**YOUR GOAL:**
Extract each of the entries below verbatim, omitting the pictures.

**LISTED RECORDS:**

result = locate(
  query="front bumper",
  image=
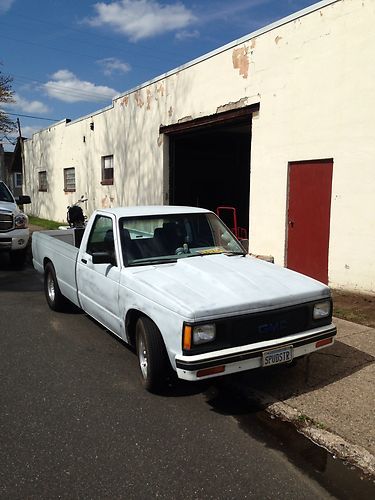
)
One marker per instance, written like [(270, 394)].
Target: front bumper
[(248, 357), (16, 239)]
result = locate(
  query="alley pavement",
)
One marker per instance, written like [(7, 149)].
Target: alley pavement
[(329, 395)]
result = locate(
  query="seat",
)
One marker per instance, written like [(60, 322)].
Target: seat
[(169, 237), (129, 250)]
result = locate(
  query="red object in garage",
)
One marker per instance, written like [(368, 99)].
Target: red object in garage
[(231, 212), (308, 223)]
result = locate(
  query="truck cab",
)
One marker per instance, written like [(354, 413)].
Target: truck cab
[(14, 230)]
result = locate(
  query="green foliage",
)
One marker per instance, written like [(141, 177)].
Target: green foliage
[(43, 223)]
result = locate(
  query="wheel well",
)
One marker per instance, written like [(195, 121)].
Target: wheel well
[(46, 261), (130, 322)]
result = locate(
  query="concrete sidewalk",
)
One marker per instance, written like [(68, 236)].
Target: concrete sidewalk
[(329, 396)]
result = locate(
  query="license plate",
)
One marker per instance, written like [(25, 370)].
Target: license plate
[(277, 356)]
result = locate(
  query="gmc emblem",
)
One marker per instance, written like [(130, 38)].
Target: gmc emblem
[(274, 327)]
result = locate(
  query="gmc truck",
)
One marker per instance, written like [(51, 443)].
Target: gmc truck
[(14, 231), (177, 285)]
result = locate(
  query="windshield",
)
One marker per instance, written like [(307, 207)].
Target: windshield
[(5, 194), (157, 239)]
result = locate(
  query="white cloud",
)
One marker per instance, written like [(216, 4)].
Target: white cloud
[(22, 104), (65, 86), (28, 131), (5, 5), (113, 65), (140, 19), (184, 34)]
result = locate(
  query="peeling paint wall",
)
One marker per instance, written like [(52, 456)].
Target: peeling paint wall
[(313, 77)]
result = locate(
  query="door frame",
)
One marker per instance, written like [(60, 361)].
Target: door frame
[(290, 164)]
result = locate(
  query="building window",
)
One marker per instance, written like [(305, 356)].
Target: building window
[(69, 179), (18, 179), (107, 170), (42, 181)]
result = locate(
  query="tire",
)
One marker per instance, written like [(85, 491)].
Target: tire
[(18, 257), (55, 299), (152, 356)]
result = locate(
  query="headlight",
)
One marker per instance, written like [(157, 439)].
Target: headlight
[(322, 309), (203, 334), (21, 221)]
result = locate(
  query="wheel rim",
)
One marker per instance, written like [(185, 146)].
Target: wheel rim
[(51, 288), (142, 356)]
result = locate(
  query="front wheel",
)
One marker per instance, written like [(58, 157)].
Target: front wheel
[(55, 299), (18, 257), (152, 356)]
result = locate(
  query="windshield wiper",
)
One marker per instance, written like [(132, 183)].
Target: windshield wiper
[(230, 254), (150, 262)]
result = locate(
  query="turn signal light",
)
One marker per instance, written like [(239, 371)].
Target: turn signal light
[(323, 342), (210, 371), (187, 337)]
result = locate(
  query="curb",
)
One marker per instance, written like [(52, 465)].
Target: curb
[(334, 444)]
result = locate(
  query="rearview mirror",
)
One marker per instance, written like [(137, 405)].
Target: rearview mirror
[(103, 258), (23, 200)]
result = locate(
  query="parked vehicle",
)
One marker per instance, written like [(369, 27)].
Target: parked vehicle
[(75, 216), (14, 231), (175, 283)]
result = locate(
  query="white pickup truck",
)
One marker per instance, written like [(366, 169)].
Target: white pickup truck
[(14, 231), (176, 284)]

**ANSWER FOR THE TASK:**
result = locate(
  query="front bumper",
  image=
)
One marker per instance, written like [(270, 394)].
Target: front bumper
[(248, 357), (16, 239)]
result = locate(
  query="alley pavement",
)
One marker per instance, written like [(7, 149)].
Target: alley pavement
[(329, 395)]
result = locate(
  query="seat",
)
One marker per instance, written like [(60, 322)].
Target: seat
[(169, 237), (129, 250)]
result = locate(
  query="red object in garage",
)
One marker per instance, written like [(368, 99)].
Target: red object in garage
[(231, 212), (308, 223)]
result = locate(
  query="truck cab",
)
One marker per instance, written like [(354, 413)].
Target: truck cab
[(14, 230)]
result = locate(
  query="green foliage",
)
One marker per instance, written like [(141, 177)].
Target: green foliage
[(43, 223)]
result = locate(
  query="wheel well",
)
One marker per instance, written like [(195, 121)].
Target: wheel well
[(46, 261), (130, 322)]
result = locate(
  query="concrete sidewalk",
)
One marker per instance, written like [(68, 236)].
Target: concrete sidewalk
[(329, 396)]
result = locate(
  query="license plate",
)
One marker per instance, written like [(25, 370)].
Target: license plate
[(277, 356)]
result = locate(
  query="gmc emblem",
)
One marker per instance, written like [(130, 38)].
Target: gmc emblem
[(274, 327)]
result = locate(
  query="gmc truck",
)
One marker per instance, written like [(51, 443)].
Target: gmc truck
[(14, 231), (177, 285)]
result = locate(
  query="windshield",
)
One marker per instance, written like [(307, 207)].
Target: windshield
[(5, 194), (157, 239)]
result = locate(
  query="white cloud",
)
One marker per instance, written like [(216, 4)].
Target: white cloud
[(22, 104), (65, 86), (28, 131), (5, 5), (113, 65), (140, 19), (184, 34)]
result = locate(
  query="peeling paint wall",
)
One marker per instance, written like [(52, 456)].
Target: peeling paint wall
[(313, 77)]
result = locate(
  query="door frame",
)
One marker per instance, written like [(60, 361)].
Target: door frame
[(290, 164)]
result = locate(
  query="building window",
)
One marker per instance, written like [(305, 356)].
Target: building window
[(69, 179), (18, 179), (107, 170), (42, 181)]
result = locate(
  query="tire",
)
One marker per instance, written like [(85, 491)].
Target: tire
[(18, 257), (55, 299), (152, 356)]
result = locate(
  query="headlight",
)
One marker per instance, written like [(157, 439)].
Target: headlight
[(322, 309), (203, 334), (21, 221)]
result = locate(
  query="wheel rim",
)
One marker per instance, written like [(185, 146)].
Target: wheel rim
[(51, 288), (142, 356)]
result = locate(
  query="front wheel",
)
One marker per instance, written like [(58, 157)].
Target: front wheel
[(55, 299), (18, 257), (152, 356)]
result = locate(
  query="windshield wiper",
)
One marker per instance, written like [(132, 183)].
Target: windshield wiper
[(230, 254), (150, 262)]
result = locate(
  query="turn signal light",
)
One marker per instance, written like [(239, 371)].
Target: turn signal light
[(323, 342), (210, 371), (187, 337)]
result = locate(
  query="curb",
)
One marker per instance, written like [(52, 465)].
Target: curb
[(334, 444)]
result = locate(
  query="rearview mirror",
)
One marker per instance, written like [(137, 405)].
Target: rearview mirror
[(103, 258), (23, 200)]
result = locate(
  query="parked vehicle",
)
One marker per instance, written like [(369, 27)].
Target: parked vehicle
[(75, 216), (14, 231), (175, 283)]
result = locate(
  query="white pickup truck",
)
One marker per instance, written like [(366, 169)].
Target: white pickup truck
[(14, 231), (176, 284)]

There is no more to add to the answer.